> _Data provided_
↓↓↓

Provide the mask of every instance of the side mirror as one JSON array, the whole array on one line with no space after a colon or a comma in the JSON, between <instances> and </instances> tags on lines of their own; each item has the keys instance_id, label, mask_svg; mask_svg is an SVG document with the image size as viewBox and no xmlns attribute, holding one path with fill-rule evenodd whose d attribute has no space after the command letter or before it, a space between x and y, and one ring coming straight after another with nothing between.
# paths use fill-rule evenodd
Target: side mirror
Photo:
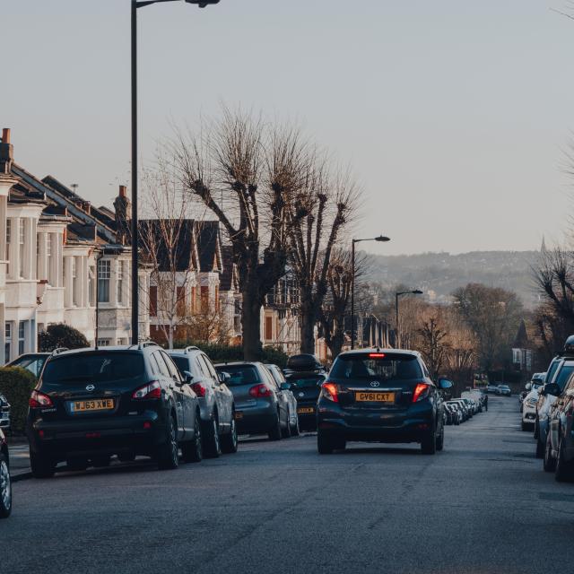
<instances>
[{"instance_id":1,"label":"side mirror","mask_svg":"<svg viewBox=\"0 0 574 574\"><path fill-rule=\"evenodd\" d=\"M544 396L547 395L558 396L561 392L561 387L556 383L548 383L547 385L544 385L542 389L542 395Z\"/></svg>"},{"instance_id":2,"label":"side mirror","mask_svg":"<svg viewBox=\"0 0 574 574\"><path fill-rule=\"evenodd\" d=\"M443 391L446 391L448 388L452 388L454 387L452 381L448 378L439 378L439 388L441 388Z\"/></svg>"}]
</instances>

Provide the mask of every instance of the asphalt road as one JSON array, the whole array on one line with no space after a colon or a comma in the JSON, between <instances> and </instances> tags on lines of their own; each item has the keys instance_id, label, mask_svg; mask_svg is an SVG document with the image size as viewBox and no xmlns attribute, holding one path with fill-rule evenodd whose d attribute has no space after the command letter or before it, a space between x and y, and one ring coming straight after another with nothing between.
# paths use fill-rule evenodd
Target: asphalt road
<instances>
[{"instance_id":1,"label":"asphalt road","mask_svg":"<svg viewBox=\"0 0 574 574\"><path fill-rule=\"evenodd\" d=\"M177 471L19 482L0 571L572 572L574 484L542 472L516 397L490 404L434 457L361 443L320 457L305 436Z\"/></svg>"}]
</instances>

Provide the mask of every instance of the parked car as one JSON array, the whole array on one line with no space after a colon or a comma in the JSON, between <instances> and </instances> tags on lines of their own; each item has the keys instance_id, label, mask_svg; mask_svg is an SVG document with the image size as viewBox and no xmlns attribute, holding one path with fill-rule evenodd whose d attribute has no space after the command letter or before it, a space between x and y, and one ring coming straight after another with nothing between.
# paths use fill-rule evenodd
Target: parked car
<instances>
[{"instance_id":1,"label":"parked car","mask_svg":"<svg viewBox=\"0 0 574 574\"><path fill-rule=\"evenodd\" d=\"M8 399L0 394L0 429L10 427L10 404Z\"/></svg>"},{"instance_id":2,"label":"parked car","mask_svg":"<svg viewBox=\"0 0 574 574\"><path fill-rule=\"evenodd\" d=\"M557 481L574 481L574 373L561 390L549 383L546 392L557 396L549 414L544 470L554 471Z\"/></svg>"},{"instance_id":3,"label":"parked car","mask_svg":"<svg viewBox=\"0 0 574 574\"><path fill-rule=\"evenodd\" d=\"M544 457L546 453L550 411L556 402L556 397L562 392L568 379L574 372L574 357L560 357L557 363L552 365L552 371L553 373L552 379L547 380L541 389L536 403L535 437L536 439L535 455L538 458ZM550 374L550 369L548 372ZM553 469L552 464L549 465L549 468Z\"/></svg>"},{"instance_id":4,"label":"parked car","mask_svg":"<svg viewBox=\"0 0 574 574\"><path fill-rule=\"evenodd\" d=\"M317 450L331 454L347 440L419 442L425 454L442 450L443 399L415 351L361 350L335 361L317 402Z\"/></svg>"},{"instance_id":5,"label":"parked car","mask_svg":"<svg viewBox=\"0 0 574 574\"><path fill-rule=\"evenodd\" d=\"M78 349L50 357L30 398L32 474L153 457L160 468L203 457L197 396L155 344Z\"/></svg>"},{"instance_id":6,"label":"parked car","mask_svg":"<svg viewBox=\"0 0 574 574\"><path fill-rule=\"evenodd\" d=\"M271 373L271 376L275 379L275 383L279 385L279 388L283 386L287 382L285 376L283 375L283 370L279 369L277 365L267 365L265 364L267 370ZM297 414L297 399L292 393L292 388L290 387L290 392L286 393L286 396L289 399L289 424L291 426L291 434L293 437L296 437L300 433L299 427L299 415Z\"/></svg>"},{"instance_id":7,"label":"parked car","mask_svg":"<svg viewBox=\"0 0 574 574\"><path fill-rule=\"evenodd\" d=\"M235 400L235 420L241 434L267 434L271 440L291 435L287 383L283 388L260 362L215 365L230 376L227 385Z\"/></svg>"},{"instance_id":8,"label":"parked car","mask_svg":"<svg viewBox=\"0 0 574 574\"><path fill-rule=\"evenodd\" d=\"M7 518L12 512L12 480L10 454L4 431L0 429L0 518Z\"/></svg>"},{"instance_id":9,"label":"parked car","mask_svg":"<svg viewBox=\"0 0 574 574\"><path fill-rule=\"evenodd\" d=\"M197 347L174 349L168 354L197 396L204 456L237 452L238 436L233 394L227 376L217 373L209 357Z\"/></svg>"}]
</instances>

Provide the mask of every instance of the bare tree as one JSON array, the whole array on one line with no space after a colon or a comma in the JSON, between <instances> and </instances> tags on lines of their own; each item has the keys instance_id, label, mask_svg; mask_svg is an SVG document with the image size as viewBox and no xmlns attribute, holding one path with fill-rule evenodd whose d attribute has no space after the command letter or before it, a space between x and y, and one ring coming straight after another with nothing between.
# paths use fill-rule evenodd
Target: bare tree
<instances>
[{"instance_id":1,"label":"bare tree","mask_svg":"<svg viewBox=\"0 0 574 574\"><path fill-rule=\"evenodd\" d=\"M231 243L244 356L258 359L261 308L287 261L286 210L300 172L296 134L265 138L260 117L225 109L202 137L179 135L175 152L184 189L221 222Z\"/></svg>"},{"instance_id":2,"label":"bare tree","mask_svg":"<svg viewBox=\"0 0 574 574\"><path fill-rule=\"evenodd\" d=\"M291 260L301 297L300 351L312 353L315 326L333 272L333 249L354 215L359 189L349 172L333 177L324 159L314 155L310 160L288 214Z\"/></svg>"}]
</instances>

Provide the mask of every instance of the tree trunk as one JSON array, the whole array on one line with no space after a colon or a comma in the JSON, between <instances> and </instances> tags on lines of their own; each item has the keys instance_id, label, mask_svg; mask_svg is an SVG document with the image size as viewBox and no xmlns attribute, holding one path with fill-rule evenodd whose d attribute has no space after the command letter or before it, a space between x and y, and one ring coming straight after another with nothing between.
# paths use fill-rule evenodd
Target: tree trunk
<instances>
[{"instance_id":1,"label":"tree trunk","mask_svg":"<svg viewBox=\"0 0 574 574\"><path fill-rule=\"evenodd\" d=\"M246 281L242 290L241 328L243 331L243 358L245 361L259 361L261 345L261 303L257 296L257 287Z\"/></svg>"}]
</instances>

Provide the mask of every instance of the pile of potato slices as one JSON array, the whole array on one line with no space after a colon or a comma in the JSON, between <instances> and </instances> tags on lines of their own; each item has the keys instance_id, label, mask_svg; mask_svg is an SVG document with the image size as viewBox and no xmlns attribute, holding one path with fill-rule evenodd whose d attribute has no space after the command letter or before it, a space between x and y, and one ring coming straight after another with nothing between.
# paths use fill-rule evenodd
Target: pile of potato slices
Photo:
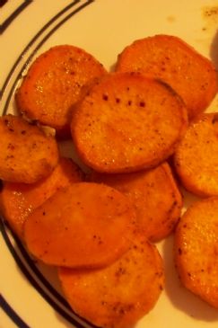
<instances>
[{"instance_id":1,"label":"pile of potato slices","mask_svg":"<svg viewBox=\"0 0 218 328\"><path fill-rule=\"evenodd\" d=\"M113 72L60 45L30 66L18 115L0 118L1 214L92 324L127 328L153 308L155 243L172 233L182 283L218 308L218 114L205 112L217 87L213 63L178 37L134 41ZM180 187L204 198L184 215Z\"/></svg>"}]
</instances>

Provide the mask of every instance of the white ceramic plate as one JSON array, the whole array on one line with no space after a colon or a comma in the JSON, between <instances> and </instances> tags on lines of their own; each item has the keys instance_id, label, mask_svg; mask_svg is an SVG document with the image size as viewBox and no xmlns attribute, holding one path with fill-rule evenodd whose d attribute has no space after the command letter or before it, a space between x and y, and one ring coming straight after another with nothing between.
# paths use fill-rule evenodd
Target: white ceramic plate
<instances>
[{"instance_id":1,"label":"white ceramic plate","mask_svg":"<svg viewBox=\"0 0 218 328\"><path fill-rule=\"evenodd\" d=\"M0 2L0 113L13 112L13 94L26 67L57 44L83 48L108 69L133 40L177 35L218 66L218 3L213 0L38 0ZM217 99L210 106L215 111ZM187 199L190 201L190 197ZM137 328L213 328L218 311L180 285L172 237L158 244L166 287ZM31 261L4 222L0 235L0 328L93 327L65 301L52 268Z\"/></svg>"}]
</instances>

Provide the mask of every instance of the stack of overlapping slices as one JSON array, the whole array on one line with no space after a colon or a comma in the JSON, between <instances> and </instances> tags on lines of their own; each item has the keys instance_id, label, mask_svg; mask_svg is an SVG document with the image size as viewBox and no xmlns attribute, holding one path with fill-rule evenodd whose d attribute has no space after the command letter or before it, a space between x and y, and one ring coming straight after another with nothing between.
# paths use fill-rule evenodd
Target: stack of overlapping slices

↑↑↑

> _Problem_
Write out, without any change, the lines above from the line containing "Provide the mask of every instance of the stack" through the last line of the lines, both included.

> _Reply to the exercise_
Provide the mask of every instance of the stack of overlapping slices as one JSON array, the whole array on one line with no space after a colon or a comma in the JSON, between <instances> and </instances> tags on lines of their own; each item has the keys instance_id, label, mask_svg; mask_svg is an SVG document with the image size as viewBox and no xmlns attribute, holding one path with fill-rule evenodd whose d attribute has no space after the command letter or before it, a space between x and y, and one ring coming straight after another with nothing between.
# paths use fill-rule evenodd
Target: stack of overlapping slices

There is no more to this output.